Exercises:
A) Copy the fall memories post from "Morals of Despair" to "what was different?", swapping "nostalgic" for "wistful".
B) Using the fall memories post, mark each statement yes or no, quoting the words that decide it: (i) The writer was listening to Dylan's "Biograph Disc 2" while driving. (ii) The writer remembers the tractor running. (iii) Hall's memoir was recommended by Catherine Newman.

Monday, October 11, 2010

Morals of Despair

I’ve been driving around in the unseasonably warm fall weather we’re having here in Minneapolis, listening to “Every Grain of Sand” (well, listening to Dylan's “Biograph Disc 2”) and my thoughts are filled with some combination of longing and memories…sort of a nostalgic pondering.

There’s always been something about fall that makes me nostalgic. The yellows and oranges remind me of old photographs…as if the entire world actually appeared in muted, yellowish tones once. It’s not even all nostalgia for my own memories, I suppose, I’m more imagining the past in all of its convenient simplicity. What was the same, what was different?

But some of my own memories are in there; I have grainy images in my mind of a tractor that used to sit in our yard when I was young – it sat on what is now the boundary between my mom’s yard and ours. I don’t remember it ever running, so I suppose at some point someone hauled it away. I used to play on it when I was maybe 3 or 4. It shouldn’t mean anything to me, but I think that it represents a time when my dad was still here. Here, in this space, in our house. When he had actual belongings marking his territory.

But lately, I’ve been pondering my childhood more than usual I suppose thanks to reading Meredith Hall’s memoir “Without a Map”. I read it because it came recommended by one of my favorite mama-writers Catherine Newman, but I was startled at the parallels I felt between Hall's life and mine. Ok, not the actual events in her life: I didn’t grow up in the 60’s, get pregnant as a teenager, or give a baby up for adoption, but…

The emotions she experienced – the isolation, detachment, loneliness and confusion – were surprisingly familiar. I suppose it’s possible that no matter what form parental neglect or rejection or even just carelessness takes, it creates a kind of universal scar in children.

(Collected data)
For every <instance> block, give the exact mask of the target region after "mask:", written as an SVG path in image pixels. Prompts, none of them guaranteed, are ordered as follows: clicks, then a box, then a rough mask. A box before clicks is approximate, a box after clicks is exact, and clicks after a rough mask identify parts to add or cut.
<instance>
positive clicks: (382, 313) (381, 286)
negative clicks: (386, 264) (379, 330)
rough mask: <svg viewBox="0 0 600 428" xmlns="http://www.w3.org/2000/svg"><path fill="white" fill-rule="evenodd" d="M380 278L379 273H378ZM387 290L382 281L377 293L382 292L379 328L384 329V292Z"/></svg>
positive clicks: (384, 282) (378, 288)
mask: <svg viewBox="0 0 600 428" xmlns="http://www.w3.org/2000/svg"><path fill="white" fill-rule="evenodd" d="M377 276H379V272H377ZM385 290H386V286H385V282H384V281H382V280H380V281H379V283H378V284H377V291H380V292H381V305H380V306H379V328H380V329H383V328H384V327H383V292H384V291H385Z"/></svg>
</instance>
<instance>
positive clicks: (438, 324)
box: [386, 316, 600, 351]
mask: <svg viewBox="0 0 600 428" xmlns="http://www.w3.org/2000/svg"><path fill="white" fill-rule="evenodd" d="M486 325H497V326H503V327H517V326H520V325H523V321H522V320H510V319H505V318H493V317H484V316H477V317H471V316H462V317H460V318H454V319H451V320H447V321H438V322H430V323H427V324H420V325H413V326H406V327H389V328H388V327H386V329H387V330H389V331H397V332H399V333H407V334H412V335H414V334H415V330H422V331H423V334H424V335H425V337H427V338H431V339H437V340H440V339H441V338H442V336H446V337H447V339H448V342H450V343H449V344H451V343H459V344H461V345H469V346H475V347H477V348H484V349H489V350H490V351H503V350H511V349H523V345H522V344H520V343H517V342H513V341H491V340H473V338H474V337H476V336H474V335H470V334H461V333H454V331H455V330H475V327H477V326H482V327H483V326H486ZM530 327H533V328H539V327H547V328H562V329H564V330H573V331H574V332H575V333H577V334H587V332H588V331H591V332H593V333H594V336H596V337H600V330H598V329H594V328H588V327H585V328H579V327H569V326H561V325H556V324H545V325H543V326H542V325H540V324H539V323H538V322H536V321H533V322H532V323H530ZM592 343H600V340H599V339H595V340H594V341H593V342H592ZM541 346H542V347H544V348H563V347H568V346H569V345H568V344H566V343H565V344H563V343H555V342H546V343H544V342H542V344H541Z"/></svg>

Answers given:
A)
Morals of Despair

I’ve been driving around in the unseasonably warm fall weather we’re having here in Minneapolis, listening to “Every Grain of Sand” (well, listening to Dylan's “Biograph Disc 2”) and my thoughts are filled with some combination of longing and memories…sort of a wistful pondering.

There’s always been something about fall that makes me wistful. The yellows and oranges remind me of old photographs…as if the entire world actually appeared in muted, yellowish tones once. It’s not even all nostalgia for my own memories, I suppose, I’m more imagining the past in all of its convenient simplicity. What was the same, what was different?

B)
(i) Yes: "well, listening to Dylan's “Biograph Disc 2”"
(ii) No: "I don’t remember it ever running"
(iii) Yes: "it came recommended by one of my favorite mama-writers Catherine Newman"